## AUFGABENSTELLUNG
Bitte aktualisiere die folgende Auflistung, indem du jedes „bounding box“ durch „bounding rectangle“ ersetzt. Alles andere bleibt unverändert.

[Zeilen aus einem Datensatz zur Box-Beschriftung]
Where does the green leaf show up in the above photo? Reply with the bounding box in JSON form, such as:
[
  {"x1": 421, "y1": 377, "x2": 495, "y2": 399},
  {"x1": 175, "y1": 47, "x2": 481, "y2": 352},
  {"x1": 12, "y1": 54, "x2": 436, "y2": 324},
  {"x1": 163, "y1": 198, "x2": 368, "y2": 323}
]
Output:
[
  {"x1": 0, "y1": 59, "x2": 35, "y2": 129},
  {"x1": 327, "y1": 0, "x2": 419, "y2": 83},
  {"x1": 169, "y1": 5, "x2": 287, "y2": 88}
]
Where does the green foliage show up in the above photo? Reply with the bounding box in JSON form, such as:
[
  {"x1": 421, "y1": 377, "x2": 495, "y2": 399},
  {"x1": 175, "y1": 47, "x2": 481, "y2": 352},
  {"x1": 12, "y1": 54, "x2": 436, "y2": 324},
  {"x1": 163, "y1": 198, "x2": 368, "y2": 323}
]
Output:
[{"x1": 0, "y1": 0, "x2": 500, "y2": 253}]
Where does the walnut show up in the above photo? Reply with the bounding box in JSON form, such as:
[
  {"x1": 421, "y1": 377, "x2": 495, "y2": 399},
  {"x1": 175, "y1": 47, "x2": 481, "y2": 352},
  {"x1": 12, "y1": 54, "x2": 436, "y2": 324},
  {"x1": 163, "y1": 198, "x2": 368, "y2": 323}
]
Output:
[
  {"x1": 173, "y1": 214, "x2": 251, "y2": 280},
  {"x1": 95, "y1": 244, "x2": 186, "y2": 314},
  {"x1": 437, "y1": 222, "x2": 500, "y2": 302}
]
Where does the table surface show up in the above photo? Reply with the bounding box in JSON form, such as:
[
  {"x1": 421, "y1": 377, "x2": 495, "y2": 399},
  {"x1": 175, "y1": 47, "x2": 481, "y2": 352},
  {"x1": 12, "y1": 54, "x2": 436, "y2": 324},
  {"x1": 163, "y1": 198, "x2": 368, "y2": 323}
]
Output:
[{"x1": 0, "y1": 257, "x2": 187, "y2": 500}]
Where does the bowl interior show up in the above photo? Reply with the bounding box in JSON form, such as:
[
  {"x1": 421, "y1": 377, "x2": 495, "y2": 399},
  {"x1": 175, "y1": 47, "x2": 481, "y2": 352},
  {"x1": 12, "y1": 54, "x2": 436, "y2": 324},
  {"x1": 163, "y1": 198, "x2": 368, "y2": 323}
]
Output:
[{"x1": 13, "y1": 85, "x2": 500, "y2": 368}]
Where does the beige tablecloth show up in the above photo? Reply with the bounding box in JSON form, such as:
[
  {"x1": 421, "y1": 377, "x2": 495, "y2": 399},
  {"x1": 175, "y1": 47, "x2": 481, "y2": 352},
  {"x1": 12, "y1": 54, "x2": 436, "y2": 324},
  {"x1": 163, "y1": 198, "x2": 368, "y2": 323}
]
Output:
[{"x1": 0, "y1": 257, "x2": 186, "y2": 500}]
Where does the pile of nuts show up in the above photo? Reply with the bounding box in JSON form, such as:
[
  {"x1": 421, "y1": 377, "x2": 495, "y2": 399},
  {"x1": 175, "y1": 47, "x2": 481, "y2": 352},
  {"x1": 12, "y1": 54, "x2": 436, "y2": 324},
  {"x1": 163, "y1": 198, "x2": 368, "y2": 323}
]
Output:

## SCHRIFTLICHE LÖSUNG
Where does the green leaf show up in the above photo? Reply with the bounding rectangle in JSON form, such as:
[
  {"x1": 421, "y1": 377, "x2": 495, "y2": 399},
  {"x1": 175, "y1": 47, "x2": 481, "y2": 352},
  {"x1": 12, "y1": 54, "x2": 436, "y2": 324},
  {"x1": 163, "y1": 198, "x2": 368, "y2": 323}
]
Output:
[
  {"x1": 0, "y1": 59, "x2": 35, "y2": 129},
  {"x1": 327, "y1": 0, "x2": 419, "y2": 83},
  {"x1": 169, "y1": 5, "x2": 287, "y2": 88}
]
Where does the green foliage show up in the above photo? Reply with the bounding rectangle in JSON form, such as:
[
  {"x1": 421, "y1": 377, "x2": 495, "y2": 399},
  {"x1": 175, "y1": 47, "x2": 481, "y2": 352},
  {"x1": 12, "y1": 54, "x2": 436, "y2": 324},
  {"x1": 163, "y1": 198, "x2": 368, "y2": 323}
]
Output:
[{"x1": 0, "y1": 0, "x2": 500, "y2": 253}]
Where does the walnut show up in the above photo? Reply with the bounding rectangle in JSON form, such as:
[
  {"x1": 421, "y1": 377, "x2": 495, "y2": 399},
  {"x1": 175, "y1": 47, "x2": 481, "y2": 352},
  {"x1": 12, "y1": 54, "x2": 436, "y2": 324},
  {"x1": 163, "y1": 198, "x2": 368, "y2": 323}
]
Output:
[
  {"x1": 173, "y1": 214, "x2": 251, "y2": 280},
  {"x1": 95, "y1": 244, "x2": 186, "y2": 314},
  {"x1": 437, "y1": 222, "x2": 500, "y2": 302}
]
Where does the table surface show up in the above photo? Reply with the bounding rectangle in JSON form, such as:
[
  {"x1": 421, "y1": 377, "x2": 495, "y2": 399},
  {"x1": 175, "y1": 47, "x2": 481, "y2": 352},
  {"x1": 12, "y1": 54, "x2": 436, "y2": 324},
  {"x1": 163, "y1": 198, "x2": 368, "y2": 323}
]
Output:
[{"x1": 0, "y1": 257, "x2": 187, "y2": 500}]
Where does the bowl interior show up in the above photo? Reply with the bounding rectangle in JSON form, such as:
[
  {"x1": 421, "y1": 377, "x2": 495, "y2": 399},
  {"x1": 175, "y1": 47, "x2": 481, "y2": 352},
  {"x1": 12, "y1": 54, "x2": 436, "y2": 324},
  {"x1": 163, "y1": 198, "x2": 368, "y2": 323}
]
Output:
[{"x1": 13, "y1": 85, "x2": 500, "y2": 368}]
Where does the beige tablecloth show up in the above photo? Reply with the bounding rectangle in JSON form, such as:
[
  {"x1": 421, "y1": 377, "x2": 495, "y2": 399},
  {"x1": 175, "y1": 47, "x2": 481, "y2": 352},
  {"x1": 12, "y1": 54, "x2": 436, "y2": 324},
  {"x1": 163, "y1": 198, "x2": 368, "y2": 323}
]
Output:
[{"x1": 0, "y1": 257, "x2": 186, "y2": 500}]
Where does the pile of nuts show up in the above photo? Reply with the bounding rectangle in JSON form, such as:
[
  {"x1": 421, "y1": 377, "x2": 495, "y2": 399},
  {"x1": 175, "y1": 47, "x2": 481, "y2": 352},
  {"x1": 12, "y1": 54, "x2": 436, "y2": 324},
  {"x1": 163, "y1": 198, "x2": 368, "y2": 323}
]
Output:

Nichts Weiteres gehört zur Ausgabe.